Your task is to repeat the lines below exactly, excluding any pictures they contain.

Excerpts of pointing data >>
---

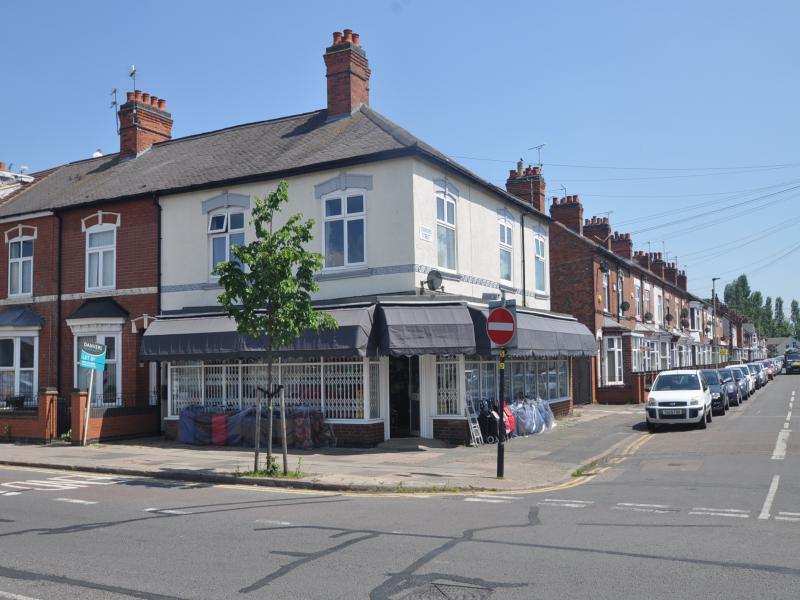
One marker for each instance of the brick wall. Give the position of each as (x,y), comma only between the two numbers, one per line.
(453,431)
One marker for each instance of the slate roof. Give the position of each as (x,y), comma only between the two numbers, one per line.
(267,149)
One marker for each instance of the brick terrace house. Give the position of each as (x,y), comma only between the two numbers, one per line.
(414,245)
(635,303)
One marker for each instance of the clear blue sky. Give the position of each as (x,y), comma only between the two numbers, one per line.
(680,98)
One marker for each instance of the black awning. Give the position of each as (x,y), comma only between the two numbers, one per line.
(216,338)
(99,308)
(20,316)
(539,335)
(414,329)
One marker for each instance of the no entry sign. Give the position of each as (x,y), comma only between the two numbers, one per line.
(501,326)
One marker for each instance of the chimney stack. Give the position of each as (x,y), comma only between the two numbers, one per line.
(622,245)
(143,121)
(527,184)
(347,73)
(598,230)
(642,259)
(568,211)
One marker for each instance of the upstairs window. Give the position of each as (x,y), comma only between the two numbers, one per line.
(225,230)
(446,230)
(101,257)
(506,248)
(20,266)
(541,265)
(345,230)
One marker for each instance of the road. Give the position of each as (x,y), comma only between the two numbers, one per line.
(680,514)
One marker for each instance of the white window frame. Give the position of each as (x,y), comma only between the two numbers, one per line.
(225,232)
(540,262)
(449,199)
(16,336)
(618,378)
(345,217)
(100,251)
(505,245)
(99,337)
(20,239)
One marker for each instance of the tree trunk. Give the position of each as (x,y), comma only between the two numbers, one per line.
(283,437)
(269,421)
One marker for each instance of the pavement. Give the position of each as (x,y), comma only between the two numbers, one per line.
(592,433)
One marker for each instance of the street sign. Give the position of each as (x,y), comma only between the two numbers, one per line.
(501,326)
(92,356)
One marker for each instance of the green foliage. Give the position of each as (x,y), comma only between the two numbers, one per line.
(269,283)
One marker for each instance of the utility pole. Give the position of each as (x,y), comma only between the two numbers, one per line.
(714,321)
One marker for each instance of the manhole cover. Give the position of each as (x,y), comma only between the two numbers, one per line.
(446,591)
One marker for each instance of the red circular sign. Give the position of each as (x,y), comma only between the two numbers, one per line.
(500,326)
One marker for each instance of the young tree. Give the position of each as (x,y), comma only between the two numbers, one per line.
(268,286)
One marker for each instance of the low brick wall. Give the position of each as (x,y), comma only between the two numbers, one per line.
(35,426)
(615,395)
(562,408)
(453,431)
(113,423)
(358,435)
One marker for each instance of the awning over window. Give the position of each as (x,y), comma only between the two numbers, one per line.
(539,335)
(20,316)
(216,338)
(414,329)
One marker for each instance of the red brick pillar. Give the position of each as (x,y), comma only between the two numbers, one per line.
(48,414)
(78,402)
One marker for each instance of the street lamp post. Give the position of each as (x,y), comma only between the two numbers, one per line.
(714,321)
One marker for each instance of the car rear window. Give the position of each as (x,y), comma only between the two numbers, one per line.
(676,382)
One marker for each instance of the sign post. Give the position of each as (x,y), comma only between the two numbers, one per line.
(501,327)
(92,357)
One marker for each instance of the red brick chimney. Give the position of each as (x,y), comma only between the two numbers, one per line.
(671,273)
(527,184)
(568,211)
(143,121)
(657,264)
(599,230)
(348,74)
(642,259)
(682,280)
(622,245)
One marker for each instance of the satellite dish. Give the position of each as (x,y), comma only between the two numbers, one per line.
(434,280)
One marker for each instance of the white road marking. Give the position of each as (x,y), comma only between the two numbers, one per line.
(489,500)
(714,514)
(11,596)
(773,488)
(639,509)
(779,453)
(271,522)
(74,501)
(166,511)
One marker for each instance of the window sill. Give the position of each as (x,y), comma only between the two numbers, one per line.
(342,273)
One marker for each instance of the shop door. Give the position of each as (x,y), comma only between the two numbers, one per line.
(403,396)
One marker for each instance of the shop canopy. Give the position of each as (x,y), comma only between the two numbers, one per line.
(411,329)
(539,335)
(216,338)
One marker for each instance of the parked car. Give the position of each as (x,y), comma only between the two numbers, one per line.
(792,362)
(719,399)
(730,387)
(742,381)
(679,396)
(769,367)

---

Solution >>
One marker for each instance of the brick wall. Give the position of each as (x,y), comma only between the two numbers, one per line.
(453,431)
One marker for each instance of the slate roof. Give the position of each as (x,y), comma only between the two numbers, one per line.
(267,149)
One marker for each instance of the brick terrace house. Give the position of each as (x,y), comma only between the two numbers, one per line.
(414,245)
(635,303)
One marker for each instance of the clear blue sky. Give the position of each as (x,y), comma only between the two numbers, one per line.
(680,98)
One marker for each instance of the black awning. Give the position of each as (x,y), comma only between the two numbers, one per line.
(216,338)
(99,308)
(20,316)
(539,335)
(414,329)
One marker for each instance of the no entry sign. Give the position of each as (x,y), comma only between the two numbers, one per line.
(501,326)
One marker for each instance of the chimney stack. Give the position of each as (x,y), comma only between the two numbers, one per line.
(622,245)
(143,121)
(527,184)
(347,73)
(598,230)
(642,259)
(568,211)
One marker for each instance of the upstairs window. Give the position of each as (x,y), comma only between the two numbers, one per line.
(225,230)
(446,230)
(101,257)
(506,248)
(20,266)
(541,265)
(345,230)
One marker for each instance of the road. Give the position of each as (x,y), comma only between the two numbers, one per line.
(680,514)
One marker for each instance of the white window frame. Give the position of each as (x,y), comma only between the two numbers, one per line.
(225,232)
(540,262)
(449,199)
(16,336)
(618,378)
(345,217)
(100,251)
(505,245)
(99,337)
(20,239)
One marker for each instance of the tree trunk. Give the position of each as (x,y), comma only between the two numbers, one per line.
(283,437)
(269,421)
One marker for each instance of the pavement. Give the position of each as (x,y), comma only between the two numbers, one per line.
(592,433)
One marker for each instance of the street sign. Give the position of each as (x,y), comma only between the two numbers, one per line.
(501,326)
(92,356)
One marker for each instance of the green foliage. Give the position of each as (x,y), comma only between the two numbers, one per line.
(269,283)
One marker for each instance of the utility pole. Give the position of each as (x,y), comma only between the two numbers, one per line.
(714,321)
One marker for each instance of the manhole cover. Give the position of each as (x,y), comma only between the two numbers, one per line.
(446,591)
One marker for each instance of the red circular sign. Give the position of each as (x,y), comma only between the two numbers, one per line.
(500,326)
One marker for each instance of the young tree. Give the position of each as (x,y), comma only between the two numbers, one per line.
(268,286)
One marker for each instance of the low brick wall. Give the position of each as (x,y), comma only between the two numbers, one per line.
(35,426)
(615,395)
(562,408)
(453,431)
(113,423)
(358,435)
One marker for each instance of the awning over window. Give the position of each as (x,y), comma only between the two numbers, one per line.
(539,335)
(20,316)
(216,338)
(414,329)
One marker for each instance of the red brick pillar. Give the position of each as (x,y), comma only between the two numbers, one per line.
(48,414)
(78,402)
One marker for each instance of the street lamp post. Give the position of each as (x,y), comma only between the two numbers, one per line.
(714,321)
One marker for each instance of the car rear window. Give the position of each as (x,y), comma only between the two numbers, one per line.
(676,382)
One marker for each instance of the sign post. Give the position of each as (x,y), comma only between the two numbers, one per line.
(501,327)
(92,357)
One marker for each instance of the red brick chimney. Give the position of each as (x,y), comma only between the two numbers, one per line.
(671,273)
(527,184)
(568,211)
(143,121)
(657,264)
(599,230)
(348,74)
(642,259)
(682,280)
(622,245)
One marker for each instance of the satellite dish. Give the position of each as (x,y), comma only between the two numbers, one per line.
(434,280)
One marker for each instance of the white road marking. Give the position of each as (x,y), comma only between the two numbers, one per line.
(489,500)
(714,514)
(11,596)
(773,488)
(639,509)
(779,453)
(271,522)
(74,501)
(166,511)
One marker for each instance of the window sill. Give the position of each as (x,y), comma only between the two numbers, one per line.
(342,273)
One marker for each instance of the shop door. Give the position of each as (x,y), comma only between the two numbers, one per line.
(403,396)
One marker for each instance of the shop canopy. Give the position of each as (x,y), comma only between the two numbers, one per line.
(411,329)
(539,335)
(216,338)
One marker for each instance of the parked car. Give the position of each as (x,y), comma only between the two numbers, one per line.
(792,362)
(719,399)
(730,387)
(742,381)
(679,396)
(769,367)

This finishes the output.